THE REQUEST: Without altering anything, output the material below.

LISTED ENTRIES:
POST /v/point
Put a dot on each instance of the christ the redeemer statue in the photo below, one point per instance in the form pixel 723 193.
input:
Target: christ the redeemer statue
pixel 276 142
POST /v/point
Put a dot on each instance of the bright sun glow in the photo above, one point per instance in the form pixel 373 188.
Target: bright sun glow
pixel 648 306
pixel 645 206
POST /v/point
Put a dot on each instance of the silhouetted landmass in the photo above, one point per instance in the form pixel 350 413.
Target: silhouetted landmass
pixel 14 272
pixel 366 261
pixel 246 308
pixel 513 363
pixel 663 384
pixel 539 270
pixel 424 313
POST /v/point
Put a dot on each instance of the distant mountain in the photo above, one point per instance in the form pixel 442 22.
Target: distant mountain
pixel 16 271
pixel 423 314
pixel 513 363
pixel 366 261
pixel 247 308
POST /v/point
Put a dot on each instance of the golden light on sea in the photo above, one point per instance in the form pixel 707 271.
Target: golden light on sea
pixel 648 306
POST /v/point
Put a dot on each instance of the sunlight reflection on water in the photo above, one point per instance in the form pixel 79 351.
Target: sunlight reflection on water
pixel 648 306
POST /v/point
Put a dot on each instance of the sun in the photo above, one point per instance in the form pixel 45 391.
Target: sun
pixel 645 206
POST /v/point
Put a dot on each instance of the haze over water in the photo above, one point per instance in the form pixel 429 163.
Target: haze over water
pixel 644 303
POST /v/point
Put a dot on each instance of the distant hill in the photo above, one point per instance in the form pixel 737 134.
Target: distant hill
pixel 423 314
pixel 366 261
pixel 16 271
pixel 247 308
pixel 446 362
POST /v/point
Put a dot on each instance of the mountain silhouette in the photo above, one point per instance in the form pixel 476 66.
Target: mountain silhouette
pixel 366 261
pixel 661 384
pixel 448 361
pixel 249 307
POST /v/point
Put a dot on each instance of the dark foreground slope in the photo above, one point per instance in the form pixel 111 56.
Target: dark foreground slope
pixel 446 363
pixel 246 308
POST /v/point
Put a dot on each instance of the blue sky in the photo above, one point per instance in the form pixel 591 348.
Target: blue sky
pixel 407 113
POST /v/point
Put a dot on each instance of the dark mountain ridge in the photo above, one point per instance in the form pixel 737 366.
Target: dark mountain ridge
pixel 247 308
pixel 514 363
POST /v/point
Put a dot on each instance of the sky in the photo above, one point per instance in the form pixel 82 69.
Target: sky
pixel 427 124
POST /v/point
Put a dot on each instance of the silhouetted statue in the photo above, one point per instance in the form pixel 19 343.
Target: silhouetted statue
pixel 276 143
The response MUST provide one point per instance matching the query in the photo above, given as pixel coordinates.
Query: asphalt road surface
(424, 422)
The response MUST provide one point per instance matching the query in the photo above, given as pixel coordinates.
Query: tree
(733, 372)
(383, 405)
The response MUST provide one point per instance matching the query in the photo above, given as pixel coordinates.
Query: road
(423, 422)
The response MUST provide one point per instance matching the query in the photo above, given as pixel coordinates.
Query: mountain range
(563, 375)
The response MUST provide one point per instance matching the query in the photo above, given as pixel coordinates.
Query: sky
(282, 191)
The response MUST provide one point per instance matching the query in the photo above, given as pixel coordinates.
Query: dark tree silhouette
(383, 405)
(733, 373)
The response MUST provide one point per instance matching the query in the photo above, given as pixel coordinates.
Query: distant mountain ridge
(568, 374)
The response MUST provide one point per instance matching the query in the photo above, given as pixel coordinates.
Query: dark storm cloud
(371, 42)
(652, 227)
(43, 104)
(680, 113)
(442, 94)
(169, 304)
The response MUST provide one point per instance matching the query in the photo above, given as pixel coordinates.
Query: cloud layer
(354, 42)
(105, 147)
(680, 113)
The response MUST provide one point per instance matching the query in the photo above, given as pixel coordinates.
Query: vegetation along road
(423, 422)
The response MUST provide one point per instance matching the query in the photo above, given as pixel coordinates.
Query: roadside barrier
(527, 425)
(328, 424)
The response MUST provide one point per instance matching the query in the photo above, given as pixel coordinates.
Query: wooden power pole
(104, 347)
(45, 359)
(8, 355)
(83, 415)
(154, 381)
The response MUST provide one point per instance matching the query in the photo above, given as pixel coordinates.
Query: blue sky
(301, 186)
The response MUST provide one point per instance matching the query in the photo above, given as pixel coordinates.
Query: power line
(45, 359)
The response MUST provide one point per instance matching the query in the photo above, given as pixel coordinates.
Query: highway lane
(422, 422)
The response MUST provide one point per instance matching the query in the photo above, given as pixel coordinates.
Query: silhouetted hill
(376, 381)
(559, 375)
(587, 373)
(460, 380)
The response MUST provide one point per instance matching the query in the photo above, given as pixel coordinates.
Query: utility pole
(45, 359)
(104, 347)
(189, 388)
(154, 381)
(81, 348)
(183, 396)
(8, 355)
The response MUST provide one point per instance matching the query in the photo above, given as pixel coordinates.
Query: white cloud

COMPLETE RESPONSE:
POST /v/point
Put a dot on each instance of the christ the redeemer statue in the photo below, one point per instance in the form pixel 723 193.
input:
Target: christ the redeemer statue
pixel 276 142
POST /v/point
Put a dot on each instance of the bright sun glow in the photo above, one point per instance in the form pixel 373 188.
Target: bright sun glow
pixel 648 306
pixel 645 206
POST /v/point
Put a dot on each instance of the silhouetted landmass in the photo above, one point per instance in the form pixel 350 413.
Target: silhouetted landmass
pixel 14 272
pixel 366 261
pixel 246 308
pixel 513 363
pixel 663 384
pixel 539 270
pixel 424 313
POST /v/point
Put a dot on each instance of the distant mountain in the photo above, one point per instance in the form pixel 442 22.
Target: distant mountain
pixel 16 271
pixel 423 314
pixel 513 363
pixel 366 261
pixel 247 308
POST /v/point
Put a dot on each instance of the golden light on sea in the photo above, one point per instance in the form pixel 707 271.
Target: golden light on sea
pixel 648 306
POST /v/point
Put a dot on each instance of the sunlight reflection on water in the photo above, one point per instance in the form pixel 79 351.
Target: sunlight reflection on water
pixel 648 306
POST /v/point
Put a dot on each instance of the sun in the photo above, one point per instance in the form pixel 45 391.
Target: sun
pixel 645 206
POST /v/point
Put a dot on each instance of the haze over water in the photo above, one point per instance in the form pixel 429 163.
Target: haze over water
pixel 644 303
POST /v/point
Put a dot on each instance of the distant hill in the photo above, one point per instance in the form pixel 737 134.
Target: distant hill
pixel 423 314
pixel 366 261
pixel 16 271
pixel 247 308
pixel 446 362
POST /v/point
Put a dot on each instance of the mountain silhouette in the photo above, one point per instance in the form pixel 476 66.
Target: mountain silhouette
pixel 366 261
pixel 661 384
pixel 448 361
pixel 249 307
POST /v/point
Put a dot on each instance of the dark foreground slope in the photo above, one point per instance in the form pixel 111 56.
Target: dark foreground slope
pixel 446 363
pixel 246 308
POST /v/point
Put a dot on each instance of the blue sky in the photo above, one point per instance in the form pixel 591 348.
Target: blue sky
pixel 407 113
POST /v/point
Put a dot on each instance of the dark mountain ridge in the photo above, one point per instance in the form pixel 737 366.
Target: dark mountain ridge
pixel 247 308
pixel 514 363
POST /v/point
Put a dot on each instance of the sky in the photo above, one point per instance in the form pixel 82 69.
Target: sky
pixel 427 124
POST /v/point
Put a dot on each instance of the silhouetted statue in the photo above, one point per instance in the form pixel 19 343.
Target: silhouetted statue
pixel 276 143
The response MUST provide one point per instance matching the query in the photo above, given as pixel coordinates.
Query: asphalt road surface
(424, 422)
The response MUST provide one point per instance matching the query in the photo above, given as pixel coordinates.
Query: tree
(733, 372)
(383, 405)
The response MUST provide one point per instance matching the query in the photo above, given as pixel coordinates.
Query: road
(423, 422)
The response MUST provide one point per instance matching the query in the photo above, given as pixel coordinates.
Query: mountain range
(563, 375)
The response MUST provide one point per instance matching the query in the photo above, given as pixel coordinates.
Query: sky
(282, 191)
The response MUST provide one point per instance matching the query in the photo above, given as pixel coordinates.
Query: dark tree silhouette
(383, 405)
(733, 373)
The response MUST provide one point per instance matching the query in the photo above, given as pixel coordinates.
Query: distant mountain ridge
(568, 374)
The response MUST provide one point per instance matching the query in the photo above, given as pixel coordinates.
Query: dark storm cloud
(371, 42)
(652, 227)
(43, 104)
(680, 113)
(442, 94)
(169, 304)
The response MUST provide one point per instance matching the query in the photo above, given as pixel coordinates.
Query: cloud layer
(354, 42)
(105, 147)
(680, 113)
The response MUST provide one point per instance matching the query in the photo above, given as pixel coordinates.
Query: vegetation along road
(423, 422)
The response MUST provide one point per instance matching the query in the photo above, given as pixel coordinates.
Query: roadside barrier
(527, 425)
(328, 424)
The response MUST provide one point per instance matching the query in the photo above, given as pixel coordinates.
Query: wooden power pole
(104, 347)
(45, 359)
(8, 355)
(83, 415)
(154, 381)
The response MUST provide one point per instance matching the query in the photo above, given as pixel coordinates.
Query: blue sky
(301, 186)
The response MUST provide one point per instance matching the query in the photo above, given as pixel coordinates.
Query: power line
(45, 359)
The response MUST provide one point per instance matching the query in the photo above, given as pixel coordinates.
Query: highway lane
(422, 422)
The response MUST provide one point per instance matching the query in the photo above, given as pixel coordinates.
Query: silhouetted hill
(376, 381)
(559, 375)
(587, 373)
(460, 380)
The response MUST provide one point per instance matching the query in the photo above, given as pixel coordinates.
Query: utility pole
(45, 359)
(104, 347)
(189, 388)
(154, 381)
(81, 348)
(183, 396)
(8, 355)
The response MUST provide one point per instance matching the query in the photo above, given as pixel coordinates.
Query: white cloud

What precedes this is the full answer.